▸ **YOUR INSTRUCTIONS**:
Transcribe the data below exactly, but only from the line containing "Each instance of the blue" through its final line, both included.

▸ **DATA RECORDS**:
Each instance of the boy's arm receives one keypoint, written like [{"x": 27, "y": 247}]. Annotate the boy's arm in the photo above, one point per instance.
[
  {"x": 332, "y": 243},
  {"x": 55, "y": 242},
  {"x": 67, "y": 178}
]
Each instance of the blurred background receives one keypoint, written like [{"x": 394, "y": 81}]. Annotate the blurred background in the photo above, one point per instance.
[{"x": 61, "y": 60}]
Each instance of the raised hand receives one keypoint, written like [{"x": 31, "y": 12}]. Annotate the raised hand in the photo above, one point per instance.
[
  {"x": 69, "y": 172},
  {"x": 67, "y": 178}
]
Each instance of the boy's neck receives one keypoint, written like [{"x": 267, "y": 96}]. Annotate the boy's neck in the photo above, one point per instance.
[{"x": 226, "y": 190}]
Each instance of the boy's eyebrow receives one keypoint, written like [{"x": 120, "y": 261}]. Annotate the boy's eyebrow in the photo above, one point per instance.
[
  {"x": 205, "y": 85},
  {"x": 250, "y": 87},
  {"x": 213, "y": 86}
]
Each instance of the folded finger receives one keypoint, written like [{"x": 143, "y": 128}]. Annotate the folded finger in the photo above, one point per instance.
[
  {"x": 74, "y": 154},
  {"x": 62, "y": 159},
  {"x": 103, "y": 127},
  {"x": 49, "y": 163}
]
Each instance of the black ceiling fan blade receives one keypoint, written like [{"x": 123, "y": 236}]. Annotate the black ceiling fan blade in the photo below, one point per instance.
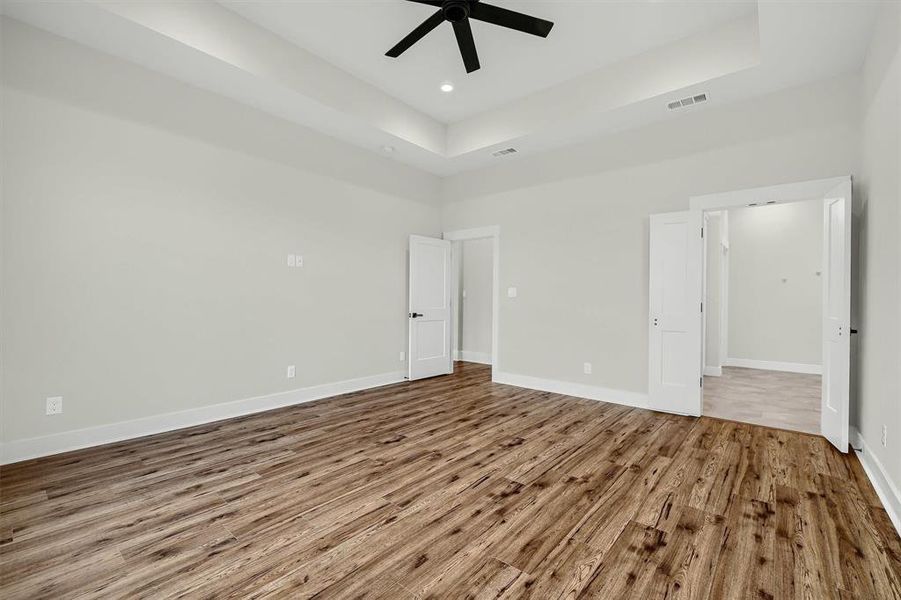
[
  {"x": 416, "y": 35},
  {"x": 510, "y": 19},
  {"x": 467, "y": 45}
]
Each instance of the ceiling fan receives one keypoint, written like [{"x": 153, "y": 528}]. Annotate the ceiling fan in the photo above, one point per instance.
[{"x": 459, "y": 12}]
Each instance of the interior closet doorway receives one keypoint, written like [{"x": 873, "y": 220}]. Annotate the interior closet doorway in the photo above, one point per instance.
[{"x": 474, "y": 295}]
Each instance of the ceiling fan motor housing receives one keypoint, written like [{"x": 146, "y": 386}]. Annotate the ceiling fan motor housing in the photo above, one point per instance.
[
  {"x": 458, "y": 13},
  {"x": 455, "y": 10}
]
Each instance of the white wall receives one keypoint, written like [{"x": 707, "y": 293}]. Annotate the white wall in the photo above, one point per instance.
[
  {"x": 713, "y": 304},
  {"x": 878, "y": 189},
  {"x": 476, "y": 289},
  {"x": 573, "y": 223},
  {"x": 775, "y": 283},
  {"x": 145, "y": 231}
]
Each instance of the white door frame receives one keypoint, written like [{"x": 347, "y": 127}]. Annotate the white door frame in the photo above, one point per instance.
[
  {"x": 782, "y": 194},
  {"x": 492, "y": 232}
]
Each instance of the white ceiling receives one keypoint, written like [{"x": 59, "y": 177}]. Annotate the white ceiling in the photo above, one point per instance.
[
  {"x": 355, "y": 34},
  {"x": 607, "y": 65}
]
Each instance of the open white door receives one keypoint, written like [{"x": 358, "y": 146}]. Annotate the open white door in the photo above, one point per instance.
[
  {"x": 834, "y": 414},
  {"x": 674, "y": 345},
  {"x": 430, "y": 308}
]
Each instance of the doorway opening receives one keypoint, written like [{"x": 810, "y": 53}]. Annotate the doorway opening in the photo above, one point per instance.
[
  {"x": 762, "y": 314},
  {"x": 474, "y": 312},
  {"x": 473, "y": 299}
]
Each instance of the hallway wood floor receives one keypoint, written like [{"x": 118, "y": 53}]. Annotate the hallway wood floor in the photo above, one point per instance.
[
  {"x": 769, "y": 398},
  {"x": 450, "y": 488}
]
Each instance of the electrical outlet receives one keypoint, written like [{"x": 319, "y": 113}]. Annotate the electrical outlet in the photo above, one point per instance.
[{"x": 54, "y": 405}]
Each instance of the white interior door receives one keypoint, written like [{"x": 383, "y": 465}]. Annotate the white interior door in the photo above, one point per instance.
[
  {"x": 675, "y": 327},
  {"x": 834, "y": 414},
  {"x": 430, "y": 308}
]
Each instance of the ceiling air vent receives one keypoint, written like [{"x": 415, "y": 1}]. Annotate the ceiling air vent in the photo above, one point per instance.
[{"x": 687, "y": 101}]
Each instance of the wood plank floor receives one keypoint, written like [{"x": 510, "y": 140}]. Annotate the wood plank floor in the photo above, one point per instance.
[
  {"x": 770, "y": 398},
  {"x": 450, "y": 488}
]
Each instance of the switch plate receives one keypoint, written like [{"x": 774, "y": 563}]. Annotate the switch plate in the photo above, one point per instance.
[{"x": 54, "y": 405}]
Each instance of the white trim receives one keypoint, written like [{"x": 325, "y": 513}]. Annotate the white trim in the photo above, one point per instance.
[
  {"x": 477, "y": 233},
  {"x": 18, "y": 450},
  {"x": 815, "y": 189},
  {"x": 773, "y": 365},
  {"x": 578, "y": 390},
  {"x": 471, "y": 356},
  {"x": 885, "y": 488}
]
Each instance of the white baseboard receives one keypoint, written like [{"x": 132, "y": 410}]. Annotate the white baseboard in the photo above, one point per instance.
[
  {"x": 885, "y": 488},
  {"x": 18, "y": 450},
  {"x": 771, "y": 365},
  {"x": 568, "y": 388},
  {"x": 470, "y": 356}
]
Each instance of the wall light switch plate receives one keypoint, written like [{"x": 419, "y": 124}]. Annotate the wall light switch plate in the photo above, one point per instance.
[{"x": 54, "y": 405}]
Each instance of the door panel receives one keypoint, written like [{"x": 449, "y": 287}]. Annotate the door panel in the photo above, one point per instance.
[
  {"x": 675, "y": 325},
  {"x": 429, "y": 315},
  {"x": 834, "y": 414}
]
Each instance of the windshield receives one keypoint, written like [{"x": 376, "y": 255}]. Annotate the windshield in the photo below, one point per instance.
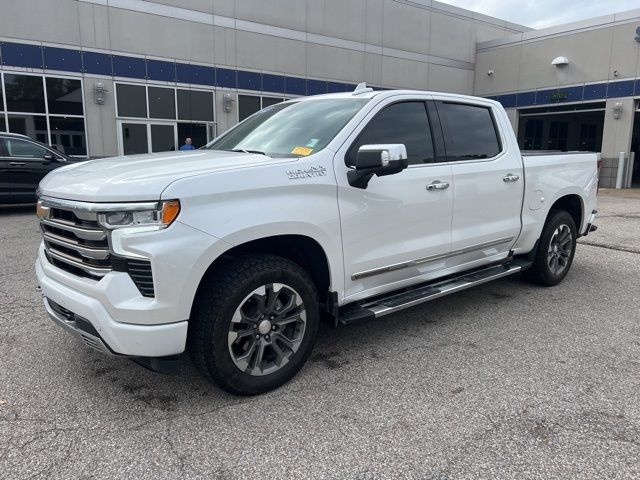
[{"x": 294, "y": 129}]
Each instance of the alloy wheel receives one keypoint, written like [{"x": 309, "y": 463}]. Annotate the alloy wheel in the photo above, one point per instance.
[
  {"x": 559, "y": 251},
  {"x": 267, "y": 329}
]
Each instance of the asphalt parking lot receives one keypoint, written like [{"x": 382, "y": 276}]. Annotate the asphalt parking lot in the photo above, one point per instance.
[{"x": 504, "y": 381}]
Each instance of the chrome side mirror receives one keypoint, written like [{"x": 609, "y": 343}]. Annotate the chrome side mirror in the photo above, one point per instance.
[{"x": 380, "y": 160}]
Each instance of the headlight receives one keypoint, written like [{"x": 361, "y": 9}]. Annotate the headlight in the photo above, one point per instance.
[{"x": 160, "y": 217}]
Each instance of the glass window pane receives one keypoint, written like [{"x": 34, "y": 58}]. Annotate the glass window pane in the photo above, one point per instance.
[
  {"x": 195, "y": 105},
  {"x": 162, "y": 138},
  {"x": 405, "y": 123},
  {"x": 33, "y": 126},
  {"x": 268, "y": 101},
  {"x": 162, "y": 103},
  {"x": 68, "y": 136},
  {"x": 23, "y": 149},
  {"x": 132, "y": 101},
  {"x": 197, "y": 132},
  {"x": 64, "y": 96},
  {"x": 25, "y": 93},
  {"x": 247, "y": 106},
  {"x": 469, "y": 131},
  {"x": 134, "y": 138}
]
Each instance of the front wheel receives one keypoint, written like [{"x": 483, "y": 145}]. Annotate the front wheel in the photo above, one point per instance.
[
  {"x": 555, "y": 252},
  {"x": 254, "y": 324}
]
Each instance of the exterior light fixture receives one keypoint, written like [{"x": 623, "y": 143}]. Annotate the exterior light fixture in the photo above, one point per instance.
[
  {"x": 98, "y": 93},
  {"x": 617, "y": 110},
  {"x": 227, "y": 102},
  {"x": 560, "y": 61}
]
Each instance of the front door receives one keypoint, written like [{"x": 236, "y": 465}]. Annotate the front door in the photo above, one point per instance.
[
  {"x": 489, "y": 182},
  {"x": 397, "y": 231}
]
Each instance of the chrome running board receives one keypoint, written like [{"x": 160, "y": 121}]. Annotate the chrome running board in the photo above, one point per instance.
[{"x": 406, "y": 298}]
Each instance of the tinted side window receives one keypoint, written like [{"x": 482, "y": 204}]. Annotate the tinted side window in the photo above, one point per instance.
[
  {"x": 469, "y": 131},
  {"x": 406, "y": 123},
  {"x": 22, "y": 149}
]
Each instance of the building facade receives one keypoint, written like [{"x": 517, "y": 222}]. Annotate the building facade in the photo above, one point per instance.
[
  {"x": 587, "y": 100},
  {"x": 107, "y": 77}
]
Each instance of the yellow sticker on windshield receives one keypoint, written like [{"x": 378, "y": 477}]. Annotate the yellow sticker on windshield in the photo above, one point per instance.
[{"x": 304, "y": 151}]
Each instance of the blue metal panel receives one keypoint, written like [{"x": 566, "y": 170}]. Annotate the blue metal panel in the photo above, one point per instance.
[
  {"x": 98, "y": 63},
  {"x": 620, "y": 89},
  {"x": 336, "y": 87},
  {"x": 295, "y": 86},
  {"x": 597, "y": 91},
  {"x": 195, "y": 74},
  {"x": 21, "y": 55},
  {"x": 272, "y": 83},
  {"x": 160, "y": 70},
  {"x": 249, "y": 80},
  {"x": 544, "y": 96},
  {"x": 508, "y": 101},
  {"x": 316, "y": 87},
  {"x": 131, "y": 67},
  {"x": 226, "y": 78},
  {"x": 62, "y": 59},
  {"x": 526, "y": 99}
]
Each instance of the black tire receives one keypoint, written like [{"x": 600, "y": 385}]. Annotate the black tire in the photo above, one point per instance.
[
  {"x": 226, "y": 292},
  {"x": 542, "y": 271}
]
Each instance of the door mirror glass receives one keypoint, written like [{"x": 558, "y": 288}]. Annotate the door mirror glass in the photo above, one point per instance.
[
  {"x": 380, "y": 160},
  {"x": 381, "y": 156}
]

▸ **ANSWER SECTION**:
Each instance of the blue metal panel receives one keypoint, written like [{"x": 566, "y": 170}]. Annotate the blue metal panel in the photo above, one point per instance.
[
  {"x": 98, "y": 63},
  {"x": 620, "y": 89},
  {"x": 336, "y": 87},
  {"x": 295, "y": 86},
  {"x": 597, "y": 91},
  {"x": 195, "y": 74},
  {"x": 21, "y": 55},
  {"x": 272, "y": 83},
  {"x": 160, "y": 70},
  {"x": 249, "y": 80},
  {"x": 544, "y": 96},
  {"x": 508, "y": 101},
  {"x": 316, "y": 87},
  {"x": 131, "y": 67},
  {"x": 226, "y": 78},
  {"x": 62, "y": 59},
  {"x": 526, "y": 99}
]
Each instance of the black tire receives one keypoint, written like [{"x": 600, "y": 385}]. Annotate the black tire in the photo above, one point per instance.
[
  {"x": 226, "y": 292},
  {"x": 542, "y": 271}
]
Each instance of the door mirror glass receives one keypoint, written like [{"x": 558, "y": 288}]. Annotate the door mirror glass in the photo above, one point per instance.
[
  {"x": 380, "y": 160},
  {"x": 381, "y": 156}
]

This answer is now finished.